** Opening Text segment block **

Number 4:  The Last Resort. ‎I give couples an ultimatum that they must tone down the rhetoric, halt the character attacks, and start repairing immediately. I don't have a crystal ball, but I will predict that if you both continue down this road you will very likely destroy your marriage. The consequences of that choice not only impacts you both but will double the chances that your children will get divorced. 

Final note: This is a disagreement that will not end on November 8 with the presidential election. One candidate will win the other will lose. In a “scorekeeping relationship”, which is both common and destructive, one spouse will believe that he or she has “won” the argument. ‎And if the losing spouse rubs it in for years with quotes like See I told you that this is the kind of president she will be, it is a recipe for continued provocation and strife. 

Don't be under the misimpression that marriage is a 50-50 arrangement; it's not. Do you know how to really win big? By giving more in your marriage, not by taking more.

Wednesday, July 27, 2016

Can you Guess The Secrets of a 50 Year Marriage?

This is one heck of a sweet story from the Boston Globe. Click here to read the article. This is not a research study, it's just some wonderful quotes from some long-term married folks. Said Rosemary Kreder (91) about her husband, "His jokes are so bad that they're actually funny. And he always waits for the laugh."

Spoiler Alert: what are the two most common responses? Humor and Laughter. No surprise there. Not sure who first said it but....Take what you do seriously; don't take yourself too seriously. YES....inject humor and levity into your marriage...a well as your well as your well as your life! Laughter has been shown to be therapeutic, just like smiling is contagious. That's my conclusion and as Steven Wright says: A conclusion is the place where you got tired of thinking.

Wednesday, January 13, 2016

Extended Family Moving Closer? Sounds Great for Marriage

According to a recent New York Times article, the typical adult now lives only 18 miles from his/her mother. Over the last few decades, Americans have become less mobile. Extended family nearby is a terrific indicator for healthy marriages because it means we’re becoming a country of close-knit families. Members of multiple generations can lean on one another for financial and practical support. And close proximity to Grandchildren = Priceless.


Wednesday, February 11, 2015

NPR-Cincinnati...My Favorite Book-Related Radio Interview

When the NPR producer called me regarding their national series on family size, he was kind in saying "Well, you wrote the book Dr. Singer." NPR is so chill; what a pleasant experience. They give you time to think and time to answer during the interview (and such a distinguished panel of experts-not too shabby). With the TV promotion of my book, all of life was compressed into 3.5 minute segments. I finally realized that the interviewer is going to ask me 3 questions and that's it.

One NPR caller to this show asked....When there are 7 billion people in the world, why have any children? I responded: It is totally your decision; in my entire career spanning over 3 decades I never encouraged couples or suggested, that what they need for their marriage is a child, or another child.

The most asked question of my book: So, Dr. Singer, what really is the perfect family size?  My book has 92 self-test questions that assist couples in making the best decision for themselves. Couples shouldn't ask, What is the ideal number of children to have? They should ask: Are we both ready to have another child now (regardless of gender)?

Click here to enjoy the interview .......and please support your local public radio station.

Thursday, December 11, 2014

The Distracting Power of a Cellphone

According to a series of experiments led by researchers at the University of Essex, just putting your cell phone on the table (not even holding it) appears to reduce in-person conversation quality. The researchers observed, “The evidence indicates the mere presence of mobile phones inhibited the development of interpersonal closeness and trust, and reduced the extent to which individuals felt empathy and understanding from their partners.”
You know how we dump our boots in the "mud" room on the way into our homes? Maybe a bin for phones belongs there too.

** Closing Text segment block **
** Opening Record extracts block **

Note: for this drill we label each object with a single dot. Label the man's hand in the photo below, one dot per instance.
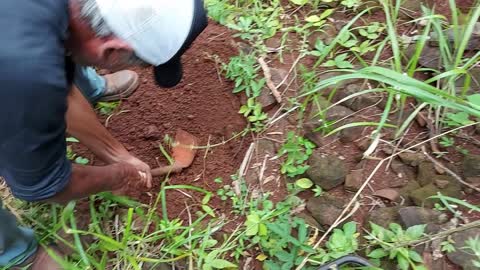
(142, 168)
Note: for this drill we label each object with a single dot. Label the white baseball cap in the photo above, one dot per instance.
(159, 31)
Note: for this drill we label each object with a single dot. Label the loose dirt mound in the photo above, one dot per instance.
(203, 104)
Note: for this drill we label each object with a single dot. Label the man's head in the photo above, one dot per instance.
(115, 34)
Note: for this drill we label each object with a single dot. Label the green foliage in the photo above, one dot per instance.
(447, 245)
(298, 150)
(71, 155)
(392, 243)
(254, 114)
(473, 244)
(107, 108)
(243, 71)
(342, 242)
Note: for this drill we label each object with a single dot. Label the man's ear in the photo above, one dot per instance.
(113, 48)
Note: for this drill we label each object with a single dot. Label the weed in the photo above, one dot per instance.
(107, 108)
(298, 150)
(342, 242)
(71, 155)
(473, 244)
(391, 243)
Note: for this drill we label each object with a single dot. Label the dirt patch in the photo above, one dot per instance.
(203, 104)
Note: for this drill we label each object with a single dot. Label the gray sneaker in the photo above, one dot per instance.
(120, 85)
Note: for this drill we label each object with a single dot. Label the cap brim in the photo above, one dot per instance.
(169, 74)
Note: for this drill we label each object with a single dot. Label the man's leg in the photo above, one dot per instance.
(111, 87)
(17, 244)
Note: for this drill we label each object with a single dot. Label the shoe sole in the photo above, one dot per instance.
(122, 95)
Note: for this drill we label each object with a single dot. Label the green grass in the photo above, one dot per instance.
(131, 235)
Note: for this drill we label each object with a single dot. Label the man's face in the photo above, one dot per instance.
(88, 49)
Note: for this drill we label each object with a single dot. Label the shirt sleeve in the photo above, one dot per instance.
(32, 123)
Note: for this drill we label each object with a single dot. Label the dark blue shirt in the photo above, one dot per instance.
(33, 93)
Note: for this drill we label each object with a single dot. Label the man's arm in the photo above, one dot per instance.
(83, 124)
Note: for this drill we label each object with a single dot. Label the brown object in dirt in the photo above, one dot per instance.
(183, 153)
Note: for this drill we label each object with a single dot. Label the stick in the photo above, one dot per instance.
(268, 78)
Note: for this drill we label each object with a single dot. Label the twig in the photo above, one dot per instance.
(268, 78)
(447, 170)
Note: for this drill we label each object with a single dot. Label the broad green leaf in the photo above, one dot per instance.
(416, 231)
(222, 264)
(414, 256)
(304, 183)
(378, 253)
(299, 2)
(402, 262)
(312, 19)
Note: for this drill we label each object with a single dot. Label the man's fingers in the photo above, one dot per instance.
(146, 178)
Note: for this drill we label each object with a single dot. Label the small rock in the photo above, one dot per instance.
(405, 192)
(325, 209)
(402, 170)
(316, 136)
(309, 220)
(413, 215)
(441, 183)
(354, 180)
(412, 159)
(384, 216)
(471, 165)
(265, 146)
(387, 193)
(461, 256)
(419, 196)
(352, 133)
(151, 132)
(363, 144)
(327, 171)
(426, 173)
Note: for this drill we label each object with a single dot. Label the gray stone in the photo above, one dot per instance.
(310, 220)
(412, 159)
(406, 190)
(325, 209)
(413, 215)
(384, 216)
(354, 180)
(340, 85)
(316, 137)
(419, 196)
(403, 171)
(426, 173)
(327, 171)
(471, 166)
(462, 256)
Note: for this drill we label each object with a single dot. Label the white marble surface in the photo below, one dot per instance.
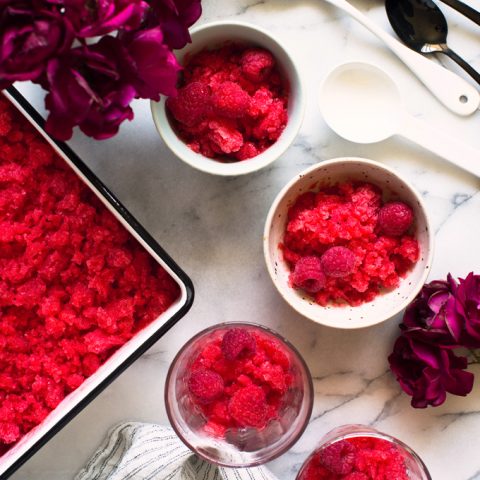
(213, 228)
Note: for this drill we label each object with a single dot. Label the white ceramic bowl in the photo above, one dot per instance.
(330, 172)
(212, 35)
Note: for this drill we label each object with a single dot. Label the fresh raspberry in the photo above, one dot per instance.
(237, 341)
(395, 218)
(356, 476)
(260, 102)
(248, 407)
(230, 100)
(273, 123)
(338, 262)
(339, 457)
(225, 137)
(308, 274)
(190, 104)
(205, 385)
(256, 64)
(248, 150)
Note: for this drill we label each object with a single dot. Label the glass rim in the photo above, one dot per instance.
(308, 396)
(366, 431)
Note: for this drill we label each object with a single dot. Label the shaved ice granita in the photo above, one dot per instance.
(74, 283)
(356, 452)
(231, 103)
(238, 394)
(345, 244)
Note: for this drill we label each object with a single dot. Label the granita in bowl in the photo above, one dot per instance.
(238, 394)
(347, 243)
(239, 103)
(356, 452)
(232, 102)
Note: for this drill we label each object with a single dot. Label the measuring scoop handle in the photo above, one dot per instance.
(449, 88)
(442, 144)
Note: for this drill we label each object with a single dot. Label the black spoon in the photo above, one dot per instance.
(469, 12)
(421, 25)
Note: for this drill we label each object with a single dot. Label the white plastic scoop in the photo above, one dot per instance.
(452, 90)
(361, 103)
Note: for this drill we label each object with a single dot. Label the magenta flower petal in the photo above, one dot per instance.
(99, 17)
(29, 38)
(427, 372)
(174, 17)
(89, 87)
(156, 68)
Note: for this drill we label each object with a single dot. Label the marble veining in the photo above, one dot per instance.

** Closing Record extracts block **

— Task list —
1. From the marriage blog, retype the passage starting with "Final note: This" and going on through "50 Year Marriage?".
2. In the marriage blog, condense the paragraph that opens "According to a recent New York Times article" into a short bulleted list that keeps its main facts.

— Answer set —
1.
Final note: This is a disagreement that will not end on November 8 with the presidential election. One candidate will win the other will lose. In a “scorekeeping relationship”, which is both common and destructive, one spouse will believe that he or she has “won” the argument. ‎And if the losing spouse rubs it in for years with quotes like See I told you that this is the kind of president she will be, it is a recipe for continued provocation and strife. 

Don't be under the misimpression that marriage is a 50-50 arrangement; it's not. Do you know how to really win big? By giving more in your marriage, not by taking more.

Wednesday, July 27, 2016

Can you Guess The Secrets of a 50 Year Marriage?

2.
- A recent New York Times article says the typical adult now lives only 18 miles from his/her mother.
- Americans have become less mobile over the last few decades.
- Having extended family nearby is a terrific indicator for healthy marriages, since it means the country is becoming one of close-knit families.
- Members of multiple generations can lean on one another for financial and practical support.
- Living close to grandchildren is priceless.